**Problem to solve**
Your response should consist of the full data, set down exactly.

**Dataset excerpts**
+++++

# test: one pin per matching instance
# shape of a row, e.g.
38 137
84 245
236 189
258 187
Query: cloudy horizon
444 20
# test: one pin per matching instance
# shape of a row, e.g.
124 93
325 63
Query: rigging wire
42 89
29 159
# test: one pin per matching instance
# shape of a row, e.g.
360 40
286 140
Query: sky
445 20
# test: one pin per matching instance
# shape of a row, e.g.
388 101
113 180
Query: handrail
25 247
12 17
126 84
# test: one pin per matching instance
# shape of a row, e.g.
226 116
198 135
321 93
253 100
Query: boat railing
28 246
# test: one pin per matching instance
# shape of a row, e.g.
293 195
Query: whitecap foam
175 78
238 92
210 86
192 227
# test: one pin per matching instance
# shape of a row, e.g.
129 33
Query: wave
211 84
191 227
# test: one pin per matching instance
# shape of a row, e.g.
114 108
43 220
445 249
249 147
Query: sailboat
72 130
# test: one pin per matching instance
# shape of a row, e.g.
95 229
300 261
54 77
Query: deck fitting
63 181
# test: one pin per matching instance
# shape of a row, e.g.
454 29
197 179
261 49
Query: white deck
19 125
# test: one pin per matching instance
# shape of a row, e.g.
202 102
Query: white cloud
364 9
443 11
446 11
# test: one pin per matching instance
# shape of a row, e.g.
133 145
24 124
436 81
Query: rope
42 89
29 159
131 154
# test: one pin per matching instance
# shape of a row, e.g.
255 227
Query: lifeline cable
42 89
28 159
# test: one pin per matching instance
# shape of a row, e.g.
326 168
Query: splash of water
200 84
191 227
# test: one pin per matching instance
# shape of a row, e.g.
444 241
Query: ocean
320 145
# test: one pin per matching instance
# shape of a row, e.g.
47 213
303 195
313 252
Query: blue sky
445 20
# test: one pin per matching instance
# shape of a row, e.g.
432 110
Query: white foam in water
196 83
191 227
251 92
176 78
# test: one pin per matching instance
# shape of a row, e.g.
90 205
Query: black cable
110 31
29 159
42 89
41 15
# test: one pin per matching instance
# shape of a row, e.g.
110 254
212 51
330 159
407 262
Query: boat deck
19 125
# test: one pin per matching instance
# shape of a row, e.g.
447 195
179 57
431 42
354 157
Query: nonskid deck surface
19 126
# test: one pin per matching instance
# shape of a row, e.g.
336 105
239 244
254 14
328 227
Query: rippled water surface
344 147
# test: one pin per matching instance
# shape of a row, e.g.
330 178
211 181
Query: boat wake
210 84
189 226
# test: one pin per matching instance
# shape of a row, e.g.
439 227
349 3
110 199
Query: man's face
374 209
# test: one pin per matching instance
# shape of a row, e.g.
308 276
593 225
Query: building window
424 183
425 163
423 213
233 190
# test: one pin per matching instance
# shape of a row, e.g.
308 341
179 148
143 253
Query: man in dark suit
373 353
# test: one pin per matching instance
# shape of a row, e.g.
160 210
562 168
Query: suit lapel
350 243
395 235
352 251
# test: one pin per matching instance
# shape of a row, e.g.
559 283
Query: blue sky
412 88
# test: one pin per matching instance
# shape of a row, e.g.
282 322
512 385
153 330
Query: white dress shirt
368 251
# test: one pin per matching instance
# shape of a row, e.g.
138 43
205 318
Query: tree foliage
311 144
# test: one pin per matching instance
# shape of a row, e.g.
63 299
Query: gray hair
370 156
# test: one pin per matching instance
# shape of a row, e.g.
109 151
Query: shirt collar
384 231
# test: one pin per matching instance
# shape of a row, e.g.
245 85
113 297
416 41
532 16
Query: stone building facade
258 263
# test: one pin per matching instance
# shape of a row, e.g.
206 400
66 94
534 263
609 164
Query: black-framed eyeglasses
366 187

+++++

**Exercise result**
# test: one pin per matching instance
# shape of a row, e.g.
38 137
84 245
236 189
258 187
Query: cloudy horizon
444 20
# test: one pin per matching instance
# shape of a row, e.g.
124 93
325 63
Query: rigging wire
42 89
29 159
# test: one pin per matching instance
# shape of a row, e.g.
360 40
286 140
Query: sky
445 20
# test: one pin per matching instance
# shape of a row, e.g.
388 101
113 180
Query: handrail
25 247
12 17
126 84
# test: one pin per matching instance
# shape of a row, e.g.
226 116
198 135
321 93
253 100
Query: boat railing
28 246
# test: one pin per matching instance
# shape of a row, e.g.
293 195
Query: whitecap foam
175 78
238 92
210 86
192 227
# test: one pin per matching instance
# shape of a row, e.g.
129 33
Query: wave
211 84
191 227
# test: one pin per matching instance
# shape of a row, e.g.
114 108
43 220
445 249
249 147
Query: sailboat
72 130
# test: one pin per matching instance
# shape of a row, e.g.
95 229
300 261
54 77
Query: deck fitting
63 181
# test: one pin per matching instance
# shape of a row, e.g.
454 29
197 179
261 49
Query: white deck
19 125
# test: one pin per matching instance
# shape of a row, e.g.
202 102
Query: white cloud
364 9
443 11
446 11
# test: one pin per matching instance
# shape of a row, e.g.
133 145
24 124
436 81
Query: rope
42 89
29 159
131 154
# test: one pin per matching instance
# shape of a row, e.g.
255 227
Query: lifeline cable
42 89
28 159
# test: one pin per matching instance
# shape of a row, e.g.
326 168
Query: splash of water
200 84
191 227
# test: one pin per matching instance
# shape of a row, e.g.
444 241
Query: ocean
320 145
# test: one pin per matching instance
# shape of a row, e.g.
47 213
303 195
313 252
Query: blue sky
445 20
# test: one pin per matching instance
# shape of a row, e.g.
432 110
Query: white foam in water
196 83
191 227
251 92
176 78
# test: one pin per matching instance
# shape of a row, e.g.
90 205
Query: black cable
110 31
29 159
42 89
41 15
# test: one pin per matching instance
# shape of a row, e.g.
110 254
212 51
330 159
407 262
Query: boat deck
19 125
# test: one pin per matching instance
# shape of a row, e.g.
447 195
179 57
431 42
354 157
Query: nonskid deck surface
19 126
# test: one pin per matching instance
# shape of a row, e.g.
336 105
239 244
254 14
328 227
Query: rippled water surface
344 147
# test: one pin per matching instance
# shape of a row, e.g.
330 178
211 181
Query: boat wake
210 84
189 226
# test: one pin per matching instance
# shape of a row, e.g.
439 227
349 3
110 199
Query: man's face
374 209
# test: one pin per matching instance
# shape of a row, e.g.
308 276
593 225
Query: building window
424 183
425 163
423 213
233 190
# test: one pin per matching instance
# shape of a row, e.g.
308 341
179 148
143 253
Query: man in dark suit
373 353
# test: one pin per matching instance
# shape of a row, e.g.
160 210
562 168
Query: suit lapel
350 243
395 235
352 251
# test: one pin per matching instance
# shape of a row, e.g.
559 283
Query: blue sky
412 88
# test: one pin per matching instance
# shape of a row, e.g.
282 322
512 385
153 330
Query: white dress shirt
368 251
# test: one pin per matching instance
# shape of a row, e.g.
138 43
205 318
Query: tree foliage
311 144
# test: one pin per matching instance
# shape of a row, e.g.
63 299
Query: gray hair
370 156
# test: one pin per matching instance
# shape of a row, e.g.
109 151
Query: shirt collar
384 231
# test: one pin per matching instance
# shape of a row, e.g.
245 85
113 297
416 41
532 16
Query: stone building facade
258 263
# test: one pin per matching instance
# shape of a row, e.g.
206 400
66 94
534 263
609 164
Query: black-framed eyeglasses
366 187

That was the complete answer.